The positive COVID-19 cases, in Galt, has tripled since May 1, triggering an admonition from City Hall Sunday morning. The city issued a statement through a social media platform and its website asking residents to take the virus seriously and to practice social distancing and proper sanitation procedures.

“Although there has been some relaxation of the stay-at-home orders, we need to ensure that our residents and businesses stay safe, which includes following the health and safety protocols that remain in place at the state and county levels,” Mayor Paul Sandhu said in the press release.

The statement said that Sacramento County officials reported that Galt’s running total of positive cases was 52, as reported on Thursday. As of Tuesday, that number has jumped again to 65.

“It’s not an alarming number of total cases; however, we do want to ensure that our residents and businesses are still taking this virus seriously and are continuing to practice social distancing and proper sanitation procedures when they are out in public or in the workplace,” Interim City Manager Tom Haglund said in the press release. “The majority of our businesses are finally able to reopen; the last thing we should do is move forward under the false pretenses that this virus is no longer circulating in Galt, because it is clearly still spreading in our community.”

As of Tuesday, Sacramento County has seen a total of 2,374 positive cases since tracking began in February. Where the county at large has seen 66 deaths due to complications from the virus, and age and other risk factors, Galt has yet to see any deaths.
= = =
**CHECK YOUR UNDERSTANDING**.
• 1. In the article on Galt's COVID-19 cases, what was Galt's running total of positive cases as of Tuesday?
• 2. Rewrite the paragraph of the Galt COVID-19 article that begins "As of Tuesday, Sacramento County has seen" as a short bulleted list, keeping its main facts.
• 3. Write the next part of the article on Galt's COVID-19 cases, starting right after its final sentence.
The segmentation mask material plays no part in this work.

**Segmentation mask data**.
= = =
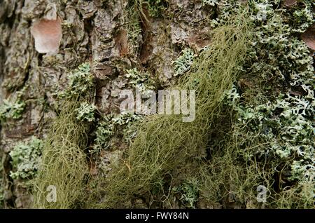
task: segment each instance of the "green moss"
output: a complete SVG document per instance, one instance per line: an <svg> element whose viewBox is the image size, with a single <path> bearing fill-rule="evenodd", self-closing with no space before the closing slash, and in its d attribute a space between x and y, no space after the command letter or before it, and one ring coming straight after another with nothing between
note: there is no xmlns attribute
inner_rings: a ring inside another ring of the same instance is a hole
<svg viewBox="0 0 315 223"><path fill-rule="evenodd" d="M314 208L313 60L294 35L292 11L275 10L278 4L249 1L251 47L239 81L225 94L232 109L230 129L221 133L220 145L197 175L202 195L210 203L232 197L241 208ZM223 4L225 14L217 24L229 20L227 12L232 15L235 4ZM310 25L304 24L303 29ZM244 81L249 82L246 87ZM256 199L258 185L269 191L263 205Z"/></svg>
<svg viewBox="0 0 315 223"><path fill-rule="evenodd" d="M85 63L69 75L69 85L59 95L60 112L50 128L33 181L34 208L75 208L85 198L84 181L89 173L84 150L94 120L94 107L90 105L94 88L90 65ZM46 200L50 185L56 188L56 202Z"/></svg>
<svg viewBox="0 0 315 223"><path fill-rule="evenodd" d="M13 179L29 179L36 176L43 151L43 141L33 137L30 141L18 144L10 152Z"/></svg>
<svg viewBox="0 0 315 223"><path fill-rule="evenodd" d="M198 156L205 149L207 133L220 112L222 95L237 76L237 67L246 52L248 28L240 15L232 23L214 32L211 47L192 64L191 72L181 79L178 86L196 90L196 120L183 123L176 115L146 117L127 149L126 158L112 166L104 182L106 186L99 188L101 194L106 194L104 203L92 206L113 208L136 194L148 193L155 182L186 156Z"/></svg>

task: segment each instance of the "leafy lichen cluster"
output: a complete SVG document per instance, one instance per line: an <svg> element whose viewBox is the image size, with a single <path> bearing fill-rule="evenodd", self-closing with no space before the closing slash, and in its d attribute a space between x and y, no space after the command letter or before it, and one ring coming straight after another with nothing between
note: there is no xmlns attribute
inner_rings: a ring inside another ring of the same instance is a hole
<svg viewBox="0 0 315 223"><path fill-rule="evenodd" d="M188 72L196 57L194 51L190 48L185 48L181 53L181 55L174 62L174 74L179 76Z"/></svg>
<svg viewBox="0 0 315 223"><path fill-rule="evenodd" d="M33 137L30 141L18 144L10 152L13 179L29 179L36 176L43 151L43 141Z"/></svg>
<svg viewBox="0 0 315 223"><path fill-rule="evenodd" d="M142 118L140 115L124 112L103 116L103 121L99 122L95 130L94 151L110 148L111 140L115 135L118 135L118 137L122 136L126 142L130 142L136 134L136 130L131 125L141 121Z"/></svg>
<svg viewBox="0 0 315 223"><path fill-rule="evenodd" d="M26 103L22 100L23 90L16 93L16 100L10 101L4 100L0 105L0 121L4 122L7 119L19 119L22 117L25 109Z"/></svg>

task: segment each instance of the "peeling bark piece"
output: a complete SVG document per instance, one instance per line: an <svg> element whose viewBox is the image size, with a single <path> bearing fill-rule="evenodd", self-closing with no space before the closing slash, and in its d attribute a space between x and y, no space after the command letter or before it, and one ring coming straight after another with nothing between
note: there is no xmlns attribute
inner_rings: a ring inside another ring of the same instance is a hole
<svg viewBox="0 0 315 223"><path fill-rule="evenodd" d="M302 34L302 39L308 47L315 50L315 24L313 24Z"/></svg>
<svg viewBox="0 0 315 223"><path fill-rule="evenodd" d="M295 5L297 2L297 0L285 0L284 4L286 6L290 7Z"/></svg>
<svg viewBox="0 0 315 223"><path fill-rule="evenodd" d="M62 37L61 19L42 19L33 24L31 33L40 53L57 53Z"/></svg>

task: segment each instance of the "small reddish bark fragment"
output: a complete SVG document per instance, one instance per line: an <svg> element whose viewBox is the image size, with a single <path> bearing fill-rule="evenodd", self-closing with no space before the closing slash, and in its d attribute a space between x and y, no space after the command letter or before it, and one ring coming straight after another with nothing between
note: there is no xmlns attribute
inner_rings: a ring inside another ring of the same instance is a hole
<svg viewBox="0 0 315 223"><path fill-rule="evenodd" d="M35 39L35 49L40 53L57 53L62 37L62 22L41 19L33 24L31 33Z"/></svg>

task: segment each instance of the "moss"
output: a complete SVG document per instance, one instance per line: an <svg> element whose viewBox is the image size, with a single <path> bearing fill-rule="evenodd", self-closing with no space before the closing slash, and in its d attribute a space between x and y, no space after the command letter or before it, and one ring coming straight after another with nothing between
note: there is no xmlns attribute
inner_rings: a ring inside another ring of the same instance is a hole
<svg viewBox="0 0 315 223"><path fill-rule="evenodd" d="M216 29L211 47L181 79L179 88L196 90L196 120L183 123L181 116L146 117L127 149L125 158L113 165L105 179L104 203L92 206L113 208L135 194L148 193L154 182L185 160L205 149L207 133L220 111L220 99L237 75L248 41L247 23L242 15L233 23ZM218 62L219 61L220 62ZM169 133L172 133L170 134Z"/></svg>
<svg viewBox="0 0 315 223"><path fill-rule="evenodd" d="M183 182L180 186L173 187L173 191L181 194L180 200L188 208L195 208L199 199L199 183L196 179Z"/></svg>

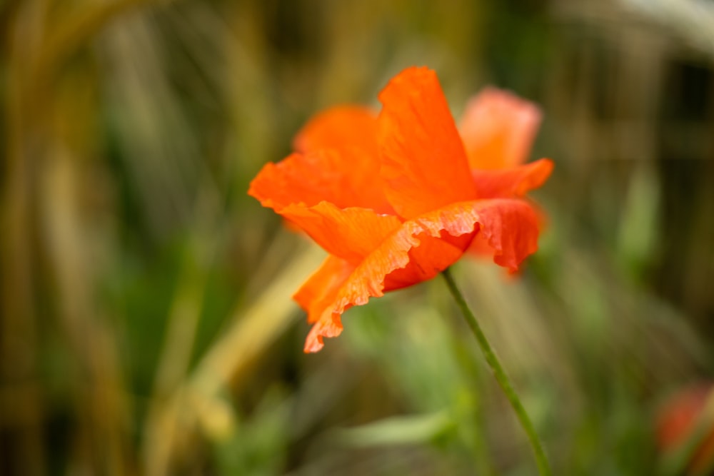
= = =
**RESULTS FOR THE EXERCISE**.
• 1. 65 positive cases.

• 2.
- As of Tuesday, Sacramento County had 2,374 total positive cases since tracking began in February.
- The county had 66 deaths due to complications from the virus, and age and other risk factors.
- Galt had no deaths.

• 3.
Haglund’s concern stretches beyond Galt’s borders, noting that Galt butts up against San Joaquin County, whose cases have jumped more than 300% since May, according to Haglund. San Joaquin County has seen 2,400 positive cases and 48 deaths as of Monday.

Haglund also noted that Adventist Health Lodi Memorial in San Joaquin County is the closest hospital to Galt; however, the hospital recently announced that, due to the surge in COVID-19 cases, it is limiting hospital admissions to COVID-19 patients only, diverting other patients to Stockton-based Dameron Hospital.

“This has caused considerable concern for city officials,” the statement said.

The city’s response comes on the heels of a directive from the California Department of Public Health requiring individuals to wear face coverings in common and public indoor spaces, and outdoors when distancing is not possible. That requirement became effective June 18.